(EXERCISE INSTRUCTIONS): Can you retype only the lines from the one with "Task: point out the concrete pavement, one" through the final line of the material, exactly as given?

(Coordinate annotation entries)
·····

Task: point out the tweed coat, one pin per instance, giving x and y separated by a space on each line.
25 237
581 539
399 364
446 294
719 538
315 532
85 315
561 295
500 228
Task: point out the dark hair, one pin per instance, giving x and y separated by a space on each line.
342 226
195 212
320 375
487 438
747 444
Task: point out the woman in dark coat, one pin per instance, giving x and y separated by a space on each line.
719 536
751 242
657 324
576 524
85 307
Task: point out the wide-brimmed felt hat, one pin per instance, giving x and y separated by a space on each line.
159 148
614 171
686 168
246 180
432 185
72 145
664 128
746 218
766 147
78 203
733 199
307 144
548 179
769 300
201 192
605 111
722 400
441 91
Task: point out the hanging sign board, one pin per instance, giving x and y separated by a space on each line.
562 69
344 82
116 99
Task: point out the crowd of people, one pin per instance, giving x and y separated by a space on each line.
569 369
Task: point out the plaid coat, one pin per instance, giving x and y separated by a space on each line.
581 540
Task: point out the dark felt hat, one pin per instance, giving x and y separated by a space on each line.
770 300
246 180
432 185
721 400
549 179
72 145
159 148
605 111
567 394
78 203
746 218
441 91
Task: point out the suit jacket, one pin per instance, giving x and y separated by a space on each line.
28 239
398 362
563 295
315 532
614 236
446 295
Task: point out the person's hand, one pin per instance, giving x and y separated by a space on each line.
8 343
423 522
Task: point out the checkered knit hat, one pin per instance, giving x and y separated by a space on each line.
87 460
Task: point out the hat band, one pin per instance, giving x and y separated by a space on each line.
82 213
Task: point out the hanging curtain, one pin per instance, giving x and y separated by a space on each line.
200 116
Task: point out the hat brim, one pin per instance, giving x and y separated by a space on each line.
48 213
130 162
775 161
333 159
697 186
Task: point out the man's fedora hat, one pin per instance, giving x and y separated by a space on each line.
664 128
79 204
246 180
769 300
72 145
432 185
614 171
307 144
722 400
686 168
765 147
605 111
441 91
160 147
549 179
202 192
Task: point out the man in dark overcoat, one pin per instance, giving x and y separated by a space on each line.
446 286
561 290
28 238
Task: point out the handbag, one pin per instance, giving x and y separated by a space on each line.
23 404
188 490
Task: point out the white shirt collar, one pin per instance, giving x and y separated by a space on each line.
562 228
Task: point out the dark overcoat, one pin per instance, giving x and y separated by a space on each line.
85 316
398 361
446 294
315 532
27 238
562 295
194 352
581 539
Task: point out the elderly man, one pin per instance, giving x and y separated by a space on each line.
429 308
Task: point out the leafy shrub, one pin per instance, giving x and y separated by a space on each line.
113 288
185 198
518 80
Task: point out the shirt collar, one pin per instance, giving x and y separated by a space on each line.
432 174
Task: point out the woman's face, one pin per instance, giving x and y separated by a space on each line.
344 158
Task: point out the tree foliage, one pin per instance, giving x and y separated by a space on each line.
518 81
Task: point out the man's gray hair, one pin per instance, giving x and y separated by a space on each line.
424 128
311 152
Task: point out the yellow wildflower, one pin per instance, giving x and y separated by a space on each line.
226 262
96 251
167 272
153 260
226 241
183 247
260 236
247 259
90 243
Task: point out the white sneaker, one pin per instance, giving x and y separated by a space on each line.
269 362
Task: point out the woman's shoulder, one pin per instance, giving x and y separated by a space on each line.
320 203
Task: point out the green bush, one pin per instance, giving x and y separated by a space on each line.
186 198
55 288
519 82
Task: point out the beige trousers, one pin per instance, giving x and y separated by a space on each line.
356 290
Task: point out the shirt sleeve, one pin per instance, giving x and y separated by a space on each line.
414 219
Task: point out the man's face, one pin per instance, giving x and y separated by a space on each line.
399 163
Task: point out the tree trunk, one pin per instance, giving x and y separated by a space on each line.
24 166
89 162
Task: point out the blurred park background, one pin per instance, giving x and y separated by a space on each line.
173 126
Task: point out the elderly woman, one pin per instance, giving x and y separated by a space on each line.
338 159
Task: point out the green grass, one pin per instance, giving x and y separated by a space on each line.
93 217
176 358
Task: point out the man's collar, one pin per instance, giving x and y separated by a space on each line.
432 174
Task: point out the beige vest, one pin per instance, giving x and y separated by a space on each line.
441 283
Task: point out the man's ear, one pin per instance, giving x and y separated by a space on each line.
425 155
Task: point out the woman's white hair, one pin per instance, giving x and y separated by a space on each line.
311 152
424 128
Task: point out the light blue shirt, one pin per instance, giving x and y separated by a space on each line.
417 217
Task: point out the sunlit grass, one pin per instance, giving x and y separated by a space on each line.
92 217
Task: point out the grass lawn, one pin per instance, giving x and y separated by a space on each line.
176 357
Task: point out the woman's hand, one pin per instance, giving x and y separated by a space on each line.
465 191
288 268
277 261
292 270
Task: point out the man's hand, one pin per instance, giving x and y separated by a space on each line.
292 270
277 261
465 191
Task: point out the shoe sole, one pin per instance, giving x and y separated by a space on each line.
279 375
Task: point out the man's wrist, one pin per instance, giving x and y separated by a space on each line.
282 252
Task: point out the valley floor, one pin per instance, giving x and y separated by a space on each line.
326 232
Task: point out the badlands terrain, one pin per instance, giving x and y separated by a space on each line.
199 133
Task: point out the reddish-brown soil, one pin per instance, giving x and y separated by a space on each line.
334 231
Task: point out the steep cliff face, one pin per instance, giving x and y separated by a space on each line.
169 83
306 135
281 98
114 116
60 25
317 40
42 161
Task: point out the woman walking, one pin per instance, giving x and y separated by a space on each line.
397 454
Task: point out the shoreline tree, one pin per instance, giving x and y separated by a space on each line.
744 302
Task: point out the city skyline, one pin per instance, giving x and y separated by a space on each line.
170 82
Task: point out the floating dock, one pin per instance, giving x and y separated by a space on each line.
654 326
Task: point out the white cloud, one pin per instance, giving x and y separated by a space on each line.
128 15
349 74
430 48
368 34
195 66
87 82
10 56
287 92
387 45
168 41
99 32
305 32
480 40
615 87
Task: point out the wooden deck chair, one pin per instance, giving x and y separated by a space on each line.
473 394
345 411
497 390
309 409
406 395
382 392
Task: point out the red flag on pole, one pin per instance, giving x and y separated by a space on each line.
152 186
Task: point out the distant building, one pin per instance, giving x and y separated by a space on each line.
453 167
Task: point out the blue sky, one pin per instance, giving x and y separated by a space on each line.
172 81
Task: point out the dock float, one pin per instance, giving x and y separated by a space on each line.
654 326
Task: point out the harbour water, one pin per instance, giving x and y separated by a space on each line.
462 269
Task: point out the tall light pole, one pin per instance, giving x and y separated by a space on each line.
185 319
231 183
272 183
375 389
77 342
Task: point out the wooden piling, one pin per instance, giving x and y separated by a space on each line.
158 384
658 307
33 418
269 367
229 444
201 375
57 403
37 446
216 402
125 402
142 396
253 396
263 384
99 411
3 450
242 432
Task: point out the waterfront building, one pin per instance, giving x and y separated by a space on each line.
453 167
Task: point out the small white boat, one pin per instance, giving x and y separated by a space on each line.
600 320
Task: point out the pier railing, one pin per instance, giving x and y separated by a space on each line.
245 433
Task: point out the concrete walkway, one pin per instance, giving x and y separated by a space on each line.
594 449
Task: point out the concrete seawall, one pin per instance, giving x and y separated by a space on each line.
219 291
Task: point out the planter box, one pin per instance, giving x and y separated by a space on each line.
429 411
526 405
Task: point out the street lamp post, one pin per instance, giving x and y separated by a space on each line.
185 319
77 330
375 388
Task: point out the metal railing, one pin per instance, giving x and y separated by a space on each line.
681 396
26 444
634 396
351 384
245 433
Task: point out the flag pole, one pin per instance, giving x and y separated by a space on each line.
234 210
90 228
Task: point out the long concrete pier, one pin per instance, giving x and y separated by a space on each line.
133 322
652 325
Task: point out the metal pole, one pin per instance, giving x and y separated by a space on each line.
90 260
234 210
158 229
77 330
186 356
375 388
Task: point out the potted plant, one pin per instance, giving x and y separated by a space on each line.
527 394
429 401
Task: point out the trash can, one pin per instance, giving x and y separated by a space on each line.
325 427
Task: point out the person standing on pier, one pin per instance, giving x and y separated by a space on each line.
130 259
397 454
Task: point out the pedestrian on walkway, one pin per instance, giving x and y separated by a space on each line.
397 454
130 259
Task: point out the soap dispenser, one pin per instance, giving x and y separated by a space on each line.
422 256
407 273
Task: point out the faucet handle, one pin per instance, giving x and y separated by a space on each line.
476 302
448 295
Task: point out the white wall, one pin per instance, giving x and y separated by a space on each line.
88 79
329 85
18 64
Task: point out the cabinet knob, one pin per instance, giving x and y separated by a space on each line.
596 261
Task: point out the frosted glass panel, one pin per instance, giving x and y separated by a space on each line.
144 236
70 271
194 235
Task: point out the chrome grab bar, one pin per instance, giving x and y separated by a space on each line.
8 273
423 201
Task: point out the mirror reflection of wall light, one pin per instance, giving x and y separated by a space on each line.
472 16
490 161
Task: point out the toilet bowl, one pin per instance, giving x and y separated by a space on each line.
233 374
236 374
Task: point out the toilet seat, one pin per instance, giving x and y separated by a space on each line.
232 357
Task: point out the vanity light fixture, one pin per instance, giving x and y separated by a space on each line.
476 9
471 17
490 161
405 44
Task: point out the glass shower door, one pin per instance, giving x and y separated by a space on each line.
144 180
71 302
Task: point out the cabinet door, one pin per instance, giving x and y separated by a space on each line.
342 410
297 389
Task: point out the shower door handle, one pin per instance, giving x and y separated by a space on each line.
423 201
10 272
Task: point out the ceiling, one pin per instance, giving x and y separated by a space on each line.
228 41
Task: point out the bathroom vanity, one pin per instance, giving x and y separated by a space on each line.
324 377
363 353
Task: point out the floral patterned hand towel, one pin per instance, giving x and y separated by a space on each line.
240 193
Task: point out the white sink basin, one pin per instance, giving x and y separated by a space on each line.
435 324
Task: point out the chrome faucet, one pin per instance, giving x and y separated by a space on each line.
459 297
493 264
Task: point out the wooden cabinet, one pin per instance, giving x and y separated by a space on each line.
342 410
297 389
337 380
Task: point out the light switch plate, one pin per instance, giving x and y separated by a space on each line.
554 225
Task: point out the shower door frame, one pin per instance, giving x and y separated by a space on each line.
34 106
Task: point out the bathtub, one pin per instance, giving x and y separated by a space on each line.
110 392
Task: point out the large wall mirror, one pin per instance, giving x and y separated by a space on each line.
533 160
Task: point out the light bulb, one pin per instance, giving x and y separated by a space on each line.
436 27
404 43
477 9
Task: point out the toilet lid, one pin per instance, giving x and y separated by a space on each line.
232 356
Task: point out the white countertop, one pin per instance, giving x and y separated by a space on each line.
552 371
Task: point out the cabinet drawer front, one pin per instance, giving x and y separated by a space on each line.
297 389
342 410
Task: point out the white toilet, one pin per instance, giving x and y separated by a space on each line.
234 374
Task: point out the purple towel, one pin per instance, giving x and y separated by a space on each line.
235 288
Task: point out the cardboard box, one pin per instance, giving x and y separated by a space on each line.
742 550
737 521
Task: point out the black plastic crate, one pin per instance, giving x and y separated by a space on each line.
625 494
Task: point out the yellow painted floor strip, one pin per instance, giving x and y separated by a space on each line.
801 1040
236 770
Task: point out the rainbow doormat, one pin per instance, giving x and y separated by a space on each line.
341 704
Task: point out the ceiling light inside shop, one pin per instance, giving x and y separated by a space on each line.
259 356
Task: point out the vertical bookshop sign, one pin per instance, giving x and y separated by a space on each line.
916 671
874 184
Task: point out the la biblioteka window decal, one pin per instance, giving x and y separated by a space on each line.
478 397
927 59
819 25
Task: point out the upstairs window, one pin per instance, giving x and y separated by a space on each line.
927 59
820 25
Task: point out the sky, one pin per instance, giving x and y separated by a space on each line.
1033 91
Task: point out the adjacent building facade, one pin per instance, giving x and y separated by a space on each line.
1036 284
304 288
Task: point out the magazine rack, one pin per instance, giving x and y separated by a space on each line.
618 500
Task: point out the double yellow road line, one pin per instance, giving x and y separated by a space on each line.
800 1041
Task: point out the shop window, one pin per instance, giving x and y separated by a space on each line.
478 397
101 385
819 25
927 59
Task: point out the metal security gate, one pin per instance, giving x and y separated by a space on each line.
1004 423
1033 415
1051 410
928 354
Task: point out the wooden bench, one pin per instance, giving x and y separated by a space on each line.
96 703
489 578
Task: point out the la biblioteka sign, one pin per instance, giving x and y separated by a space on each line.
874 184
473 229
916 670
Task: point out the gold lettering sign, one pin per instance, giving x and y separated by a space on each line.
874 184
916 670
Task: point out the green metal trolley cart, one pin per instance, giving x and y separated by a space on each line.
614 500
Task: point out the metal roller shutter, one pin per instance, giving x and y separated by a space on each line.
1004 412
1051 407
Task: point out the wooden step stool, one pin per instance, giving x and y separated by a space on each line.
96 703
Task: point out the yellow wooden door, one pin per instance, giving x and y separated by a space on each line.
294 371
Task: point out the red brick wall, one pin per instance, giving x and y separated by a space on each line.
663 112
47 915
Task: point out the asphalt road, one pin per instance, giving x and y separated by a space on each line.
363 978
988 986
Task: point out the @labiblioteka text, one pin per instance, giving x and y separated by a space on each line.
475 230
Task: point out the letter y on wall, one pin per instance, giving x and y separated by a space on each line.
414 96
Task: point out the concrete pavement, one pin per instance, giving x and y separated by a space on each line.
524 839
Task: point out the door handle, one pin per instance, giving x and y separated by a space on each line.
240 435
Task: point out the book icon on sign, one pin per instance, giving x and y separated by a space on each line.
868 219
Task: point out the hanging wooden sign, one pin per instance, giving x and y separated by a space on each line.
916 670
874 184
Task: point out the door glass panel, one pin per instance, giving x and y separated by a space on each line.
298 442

·····

(RIGHT ANSWER):
Task: point out the concrete pavement, one pin per instance, giving x and y separated by a space on each line.
524 839
Task: point out the door handle, one pin per instance, giving x and y separated by a space on each line.
240 435
Task: point out the book icon on sign, one pin per instance, giving x and y separated by a space on each line.
868 219
Task: point out the hanging wooden sign, one pin per instance, giving x and y separated by a space on each line.
916 670
874 184
Task: point out the door glass panel, one pin per instance, giving x and y separated by a space on each line.
298 442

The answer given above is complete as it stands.